• **Input for this task**
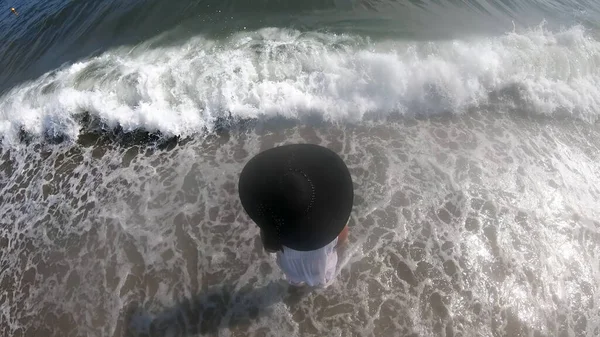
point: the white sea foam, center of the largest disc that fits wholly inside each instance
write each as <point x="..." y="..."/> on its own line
<point x="182" y="89"/>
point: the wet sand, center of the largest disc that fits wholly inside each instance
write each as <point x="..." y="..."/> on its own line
<point x="465" y="226"/>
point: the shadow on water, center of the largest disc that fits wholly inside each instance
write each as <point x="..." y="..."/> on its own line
<point x="208" y="313"/>
<point x="45" y="37"/>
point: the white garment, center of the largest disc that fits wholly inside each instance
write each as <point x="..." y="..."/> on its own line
<point x="314" y="268"/>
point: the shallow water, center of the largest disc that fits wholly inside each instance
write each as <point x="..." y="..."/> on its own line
<point x="465" y="226"/>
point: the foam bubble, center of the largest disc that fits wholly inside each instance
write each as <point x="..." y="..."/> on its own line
<point x="185" y="89"/>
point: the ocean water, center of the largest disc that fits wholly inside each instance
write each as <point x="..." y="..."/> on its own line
<point x="470" y="129"/>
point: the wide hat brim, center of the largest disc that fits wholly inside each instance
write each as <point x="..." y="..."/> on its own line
<point x="328" y="197"/>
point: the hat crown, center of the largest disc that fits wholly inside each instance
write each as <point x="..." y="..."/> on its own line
<point x="294" y="194"/>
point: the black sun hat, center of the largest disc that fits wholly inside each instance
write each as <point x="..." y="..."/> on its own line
<point x="300" y="193"/>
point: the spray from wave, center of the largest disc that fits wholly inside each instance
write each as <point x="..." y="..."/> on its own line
<point x="183" y="90"/>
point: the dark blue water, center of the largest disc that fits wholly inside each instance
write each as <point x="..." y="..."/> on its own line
<point x="470" y="128"/>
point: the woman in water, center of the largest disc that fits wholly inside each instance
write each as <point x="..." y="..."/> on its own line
<point x="301" y="197"/>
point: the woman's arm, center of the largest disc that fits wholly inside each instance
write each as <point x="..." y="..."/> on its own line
<point x="343" y="236"/>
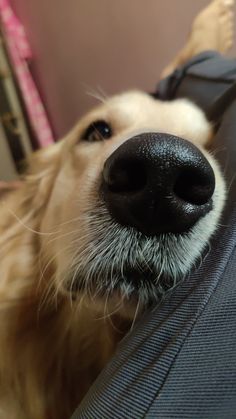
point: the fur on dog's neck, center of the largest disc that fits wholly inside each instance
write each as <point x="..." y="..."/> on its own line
<point x="45" y="347"/>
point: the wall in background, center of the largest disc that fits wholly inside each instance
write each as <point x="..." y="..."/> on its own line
<point x="83" y="44"/>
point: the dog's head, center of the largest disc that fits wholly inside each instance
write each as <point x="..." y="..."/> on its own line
<point x="134" y="199"/>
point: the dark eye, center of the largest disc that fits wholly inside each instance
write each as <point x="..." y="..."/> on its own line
<point x="97" y="131"/>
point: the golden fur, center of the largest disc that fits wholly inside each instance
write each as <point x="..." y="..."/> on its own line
<point x="52" y="346"/>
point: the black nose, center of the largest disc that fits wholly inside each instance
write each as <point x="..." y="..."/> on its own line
<point x="158" y="183"/>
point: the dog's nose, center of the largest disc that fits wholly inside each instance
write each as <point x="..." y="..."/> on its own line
<point x="158" y="183"/>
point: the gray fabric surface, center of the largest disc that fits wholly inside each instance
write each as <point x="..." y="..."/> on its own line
<point x="180" y="360"/>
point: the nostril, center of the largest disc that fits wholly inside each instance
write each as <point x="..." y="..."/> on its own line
<point x="125" y="176"/>
<point x="195" y="186"/>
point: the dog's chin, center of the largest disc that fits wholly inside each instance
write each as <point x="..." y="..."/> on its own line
<point x="140" y="287"/>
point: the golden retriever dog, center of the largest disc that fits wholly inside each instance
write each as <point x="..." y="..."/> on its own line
<point x="105" y="223"/>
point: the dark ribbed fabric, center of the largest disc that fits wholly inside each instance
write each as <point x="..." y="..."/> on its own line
<point x="180" y="360"/>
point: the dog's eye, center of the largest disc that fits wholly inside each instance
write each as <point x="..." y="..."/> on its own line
<point x="97" y="131"/>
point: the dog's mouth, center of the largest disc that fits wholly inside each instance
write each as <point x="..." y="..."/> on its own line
<point x="142" y="282"/>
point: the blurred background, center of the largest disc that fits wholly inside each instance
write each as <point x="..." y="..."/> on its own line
<point x="83" y="45"/>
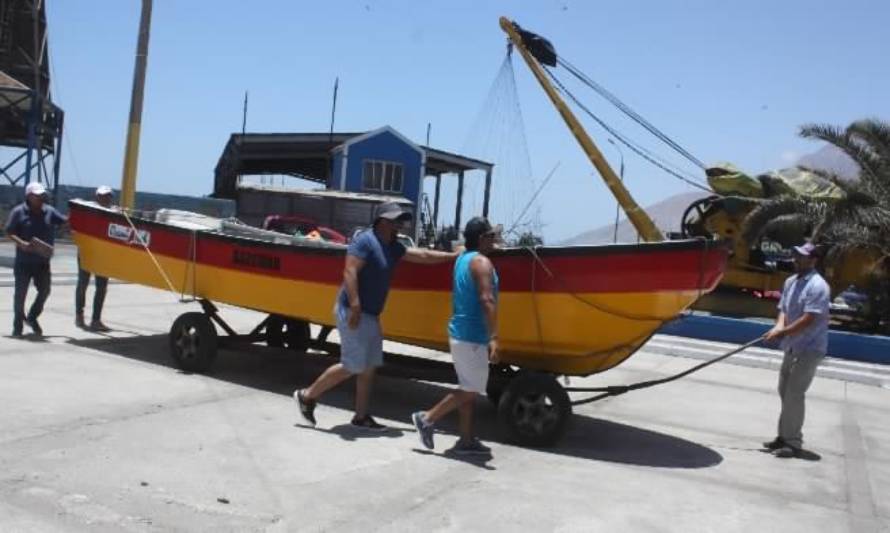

• **Set task**
Which lines above contain the word "fabric"? Return each one in full.

• **Solution to this exercise**
point: the gray fabric surface, center of the largest disc that fits wholly inside each instance
point: the dark ribbed fabric, center of the largest disc that fits wholly inside each instance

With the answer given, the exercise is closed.